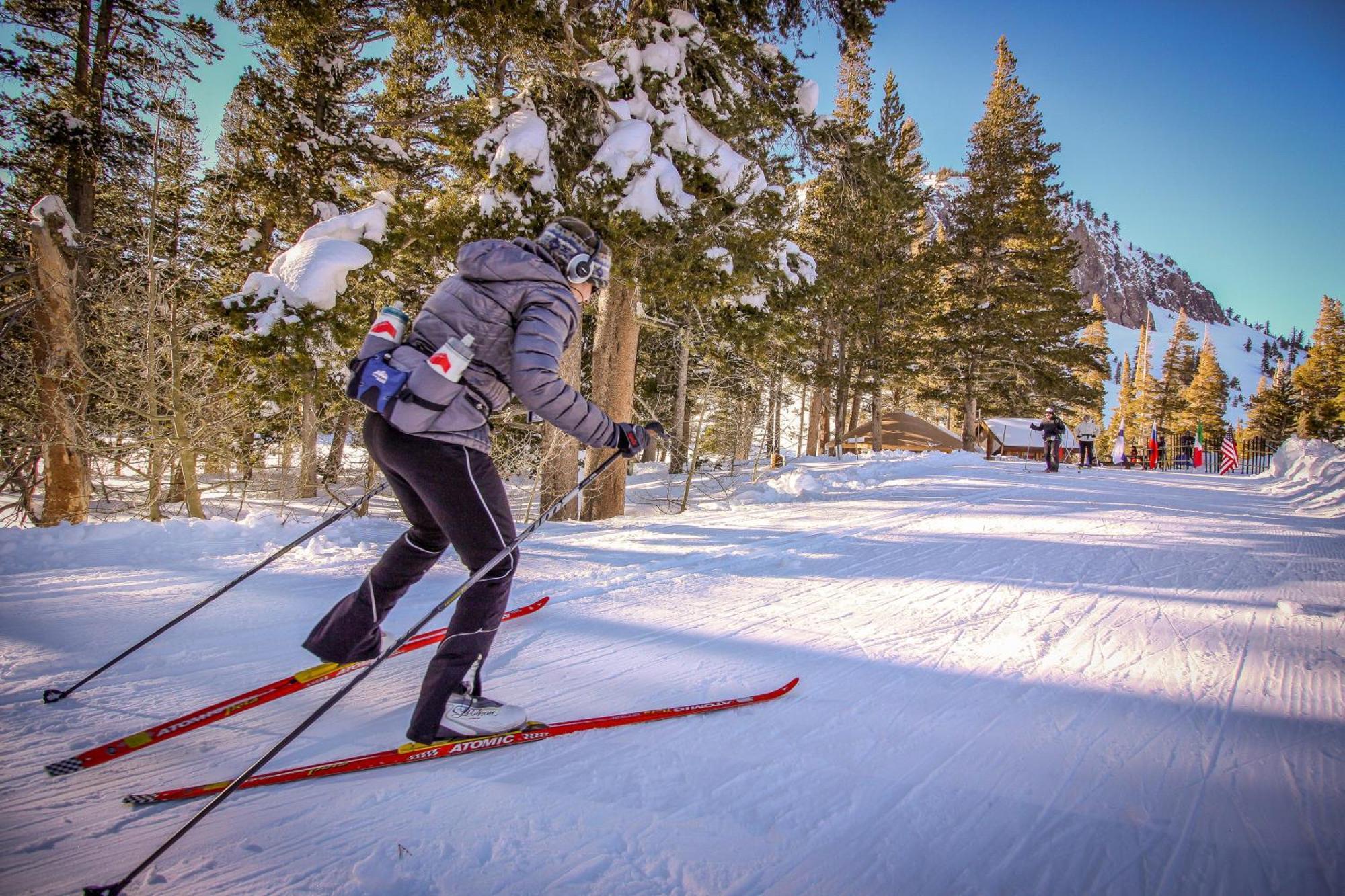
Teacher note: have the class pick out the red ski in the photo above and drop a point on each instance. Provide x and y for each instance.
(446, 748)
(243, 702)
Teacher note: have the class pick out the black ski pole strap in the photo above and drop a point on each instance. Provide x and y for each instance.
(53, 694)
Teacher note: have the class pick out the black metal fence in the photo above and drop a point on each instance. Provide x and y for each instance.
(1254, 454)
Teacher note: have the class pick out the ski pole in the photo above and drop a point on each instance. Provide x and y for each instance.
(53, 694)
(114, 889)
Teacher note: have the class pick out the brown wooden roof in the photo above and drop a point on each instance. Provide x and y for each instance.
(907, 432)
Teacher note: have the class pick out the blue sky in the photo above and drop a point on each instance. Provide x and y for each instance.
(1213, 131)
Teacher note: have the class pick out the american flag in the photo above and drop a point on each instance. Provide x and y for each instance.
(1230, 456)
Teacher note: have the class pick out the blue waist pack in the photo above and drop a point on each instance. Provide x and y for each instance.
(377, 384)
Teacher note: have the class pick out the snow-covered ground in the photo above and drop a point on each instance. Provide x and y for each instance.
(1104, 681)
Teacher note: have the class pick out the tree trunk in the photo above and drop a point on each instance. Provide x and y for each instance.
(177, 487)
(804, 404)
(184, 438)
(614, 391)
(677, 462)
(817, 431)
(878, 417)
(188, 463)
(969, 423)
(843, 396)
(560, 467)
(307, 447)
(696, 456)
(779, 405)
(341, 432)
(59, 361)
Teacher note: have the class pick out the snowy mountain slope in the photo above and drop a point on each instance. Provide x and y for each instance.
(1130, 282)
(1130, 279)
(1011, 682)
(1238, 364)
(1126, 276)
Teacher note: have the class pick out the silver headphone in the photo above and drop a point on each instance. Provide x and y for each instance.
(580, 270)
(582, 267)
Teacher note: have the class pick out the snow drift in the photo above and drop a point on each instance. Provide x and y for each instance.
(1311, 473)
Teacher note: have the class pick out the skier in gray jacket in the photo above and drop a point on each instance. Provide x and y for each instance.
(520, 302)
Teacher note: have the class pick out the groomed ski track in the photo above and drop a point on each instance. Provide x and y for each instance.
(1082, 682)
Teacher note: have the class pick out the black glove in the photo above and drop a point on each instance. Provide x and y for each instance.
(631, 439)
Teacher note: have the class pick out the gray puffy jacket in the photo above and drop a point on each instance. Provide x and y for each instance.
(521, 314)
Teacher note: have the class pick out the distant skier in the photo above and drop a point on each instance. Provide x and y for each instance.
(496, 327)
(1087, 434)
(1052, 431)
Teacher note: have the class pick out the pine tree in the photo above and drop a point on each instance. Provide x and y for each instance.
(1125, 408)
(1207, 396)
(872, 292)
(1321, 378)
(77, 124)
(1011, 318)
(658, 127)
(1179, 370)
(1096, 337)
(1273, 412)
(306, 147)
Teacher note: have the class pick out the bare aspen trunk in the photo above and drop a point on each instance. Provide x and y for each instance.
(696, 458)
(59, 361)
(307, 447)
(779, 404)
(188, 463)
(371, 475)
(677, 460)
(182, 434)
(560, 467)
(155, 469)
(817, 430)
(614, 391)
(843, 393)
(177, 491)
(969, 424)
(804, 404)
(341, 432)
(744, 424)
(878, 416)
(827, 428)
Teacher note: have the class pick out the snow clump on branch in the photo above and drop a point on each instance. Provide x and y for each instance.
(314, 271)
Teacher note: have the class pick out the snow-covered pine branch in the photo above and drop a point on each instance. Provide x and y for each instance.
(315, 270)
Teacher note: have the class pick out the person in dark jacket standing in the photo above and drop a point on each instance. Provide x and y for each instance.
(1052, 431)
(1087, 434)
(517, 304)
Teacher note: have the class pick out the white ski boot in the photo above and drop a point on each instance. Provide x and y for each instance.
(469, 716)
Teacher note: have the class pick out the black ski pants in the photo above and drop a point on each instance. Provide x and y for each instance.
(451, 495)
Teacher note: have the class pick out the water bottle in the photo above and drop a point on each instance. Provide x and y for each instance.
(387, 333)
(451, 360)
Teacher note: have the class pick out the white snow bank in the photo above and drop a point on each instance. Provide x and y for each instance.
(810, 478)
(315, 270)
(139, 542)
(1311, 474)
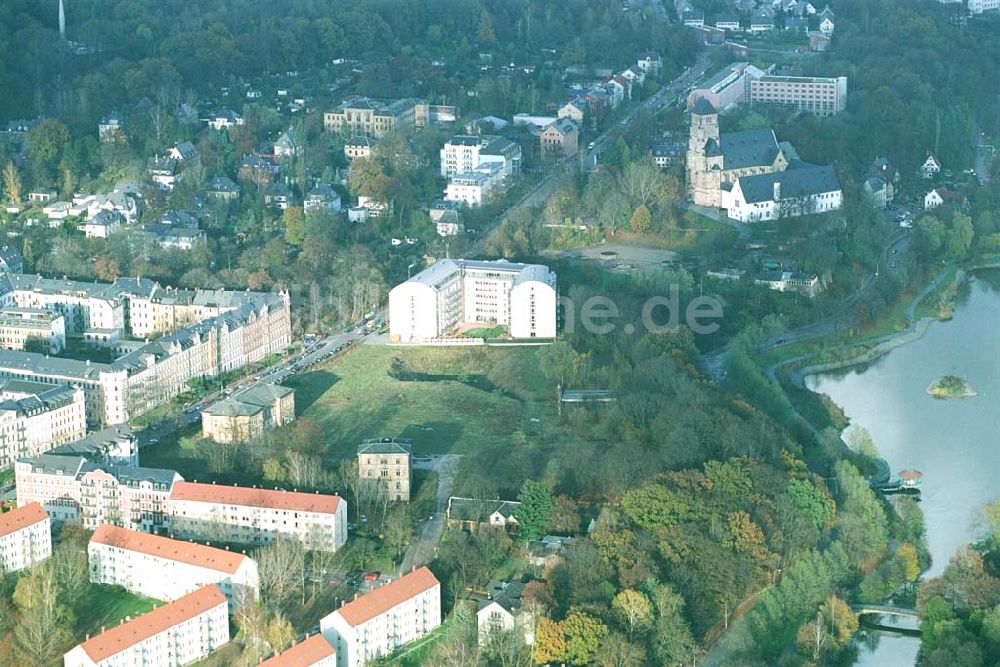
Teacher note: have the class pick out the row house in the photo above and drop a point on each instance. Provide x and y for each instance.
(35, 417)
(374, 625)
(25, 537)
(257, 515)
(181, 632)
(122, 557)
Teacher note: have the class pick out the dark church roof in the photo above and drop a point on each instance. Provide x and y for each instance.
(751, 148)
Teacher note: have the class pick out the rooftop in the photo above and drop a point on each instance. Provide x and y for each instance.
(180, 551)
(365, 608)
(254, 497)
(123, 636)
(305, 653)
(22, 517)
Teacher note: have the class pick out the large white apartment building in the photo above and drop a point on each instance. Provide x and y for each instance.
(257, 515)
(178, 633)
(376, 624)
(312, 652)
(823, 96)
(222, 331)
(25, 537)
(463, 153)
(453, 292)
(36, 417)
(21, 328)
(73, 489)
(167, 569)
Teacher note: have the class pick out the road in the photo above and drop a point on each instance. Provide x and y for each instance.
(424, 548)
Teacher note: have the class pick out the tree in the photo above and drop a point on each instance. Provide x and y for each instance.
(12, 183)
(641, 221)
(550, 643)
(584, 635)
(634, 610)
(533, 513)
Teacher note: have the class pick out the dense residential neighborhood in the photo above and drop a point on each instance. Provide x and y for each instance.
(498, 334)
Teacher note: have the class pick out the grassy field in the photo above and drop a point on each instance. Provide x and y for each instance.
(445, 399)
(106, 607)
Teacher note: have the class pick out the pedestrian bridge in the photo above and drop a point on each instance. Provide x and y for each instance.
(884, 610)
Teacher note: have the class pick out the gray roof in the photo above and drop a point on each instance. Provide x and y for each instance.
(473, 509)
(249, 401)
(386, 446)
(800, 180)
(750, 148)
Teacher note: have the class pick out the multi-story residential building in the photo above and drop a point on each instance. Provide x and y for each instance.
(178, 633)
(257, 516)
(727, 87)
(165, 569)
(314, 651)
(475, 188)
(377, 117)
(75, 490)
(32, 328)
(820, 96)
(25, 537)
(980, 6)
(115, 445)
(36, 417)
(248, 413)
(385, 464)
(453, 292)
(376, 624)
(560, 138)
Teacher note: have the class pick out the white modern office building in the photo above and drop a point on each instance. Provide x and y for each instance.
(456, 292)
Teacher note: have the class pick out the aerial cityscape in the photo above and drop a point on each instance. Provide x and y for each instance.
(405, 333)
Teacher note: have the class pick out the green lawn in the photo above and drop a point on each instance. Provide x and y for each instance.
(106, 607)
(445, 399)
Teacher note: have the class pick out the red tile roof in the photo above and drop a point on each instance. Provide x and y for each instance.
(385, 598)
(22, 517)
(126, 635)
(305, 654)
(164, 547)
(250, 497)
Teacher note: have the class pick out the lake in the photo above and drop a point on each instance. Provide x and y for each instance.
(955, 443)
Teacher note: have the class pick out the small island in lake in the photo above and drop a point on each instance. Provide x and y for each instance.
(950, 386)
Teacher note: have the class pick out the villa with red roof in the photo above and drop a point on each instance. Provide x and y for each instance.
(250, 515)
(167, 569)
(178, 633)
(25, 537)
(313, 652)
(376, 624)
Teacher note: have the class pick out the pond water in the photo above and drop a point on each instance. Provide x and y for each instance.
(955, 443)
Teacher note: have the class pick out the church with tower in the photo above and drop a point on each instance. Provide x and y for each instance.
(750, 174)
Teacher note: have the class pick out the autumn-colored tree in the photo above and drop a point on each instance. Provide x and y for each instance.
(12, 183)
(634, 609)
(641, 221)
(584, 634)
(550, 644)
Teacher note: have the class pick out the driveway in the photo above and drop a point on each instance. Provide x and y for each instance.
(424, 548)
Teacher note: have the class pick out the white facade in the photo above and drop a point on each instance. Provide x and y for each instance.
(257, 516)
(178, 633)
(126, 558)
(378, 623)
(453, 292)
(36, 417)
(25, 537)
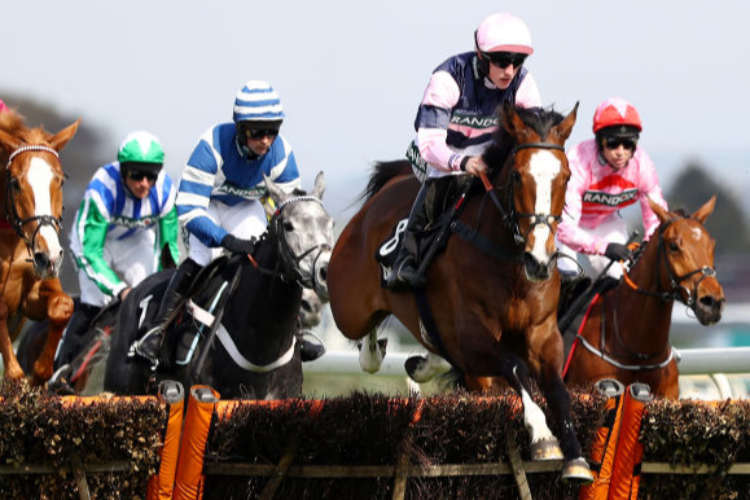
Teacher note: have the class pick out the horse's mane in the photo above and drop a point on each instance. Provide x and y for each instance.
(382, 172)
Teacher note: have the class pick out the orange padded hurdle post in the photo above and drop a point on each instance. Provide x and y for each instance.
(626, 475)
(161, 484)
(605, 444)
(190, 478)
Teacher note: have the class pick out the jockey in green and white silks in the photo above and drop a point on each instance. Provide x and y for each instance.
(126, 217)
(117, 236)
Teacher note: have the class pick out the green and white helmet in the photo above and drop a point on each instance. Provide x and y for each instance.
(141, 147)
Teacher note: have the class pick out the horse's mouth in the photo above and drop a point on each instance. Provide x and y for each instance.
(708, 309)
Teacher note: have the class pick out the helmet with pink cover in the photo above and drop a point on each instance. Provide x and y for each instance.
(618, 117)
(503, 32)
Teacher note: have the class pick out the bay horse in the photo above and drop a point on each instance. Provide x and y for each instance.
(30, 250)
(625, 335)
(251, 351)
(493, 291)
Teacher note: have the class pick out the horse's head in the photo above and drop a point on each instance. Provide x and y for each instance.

- [EXERCISE PROMPT] Print the lines from the one holding "Teacher note: have the class pick out the church" through the last line of the records, word for word, and omit the pictures.

- [RESPONSE]
Teacher note: have the class pick out the church with tower in the photo above and drop a point on each instance. Provide x and y for each instance.
(750, 174)
Teacher note: have the class pick out the autumn-colored tree in the photo above and drop a point on each instance. Provide x and y for each instance.
(12, 183)
(634, 609)
(641, 221)
(584, 634)
(550, 644)
Teacher note: have the class pick out the driveway in the photo above and drop a point on each instance. Provide x and y for each instance.
(424, 548)
Teacher note: have the class pick out the white facade in the photo above and drop a point on each instance. Provide x and y for each instance.
(257, 516)
(178, 633)
(126, 558)
(378, 623)
(453, 292)
(36, 417)
(25, 537)
Teacher note: have the class pick out the horse's mane in the photo above and drop a point on each instance. Provide x and y for each instance.
(382, 172)
Teacher note: have the class pick out the orange padded hurdle post in the photo above and drop a point on each instance. Provide x and y for each instance.
(626, 475)
(161, 484)
(605, 444)
(190, 478)
Teacher note: have the class pick out the jockey in green and white silks in the photo above and drop a point on each instance. Provide x and y for each instance.
(126, 217)
(117, 236)
Teacher note: have the class pick out the green and white helmet in the photo above and drop a point on each instance. Provide x and y for each instance.
(141, 147)
Teacher note: have the class pick out the horse's mouth in the photo above and drop a point on each instance. Provide x and y for each instance.
(708, 309)
Teacher note: have the class pick out the helmet with pink cover in the photo above and drop a point on each instance. Provide x and y for each instance.
(618, 117)
(503, 32)
Teacher note: have the class pick out the bay horse in the photo above and drop a point on each instance. Provide x and y for each instance.
(30, 250)
(625, 335)
(251, 351)
(493, 291)
Teacher note: have the class pick out the horse's head in the photo above and drop a point on each instance. Provide x and y for each instance.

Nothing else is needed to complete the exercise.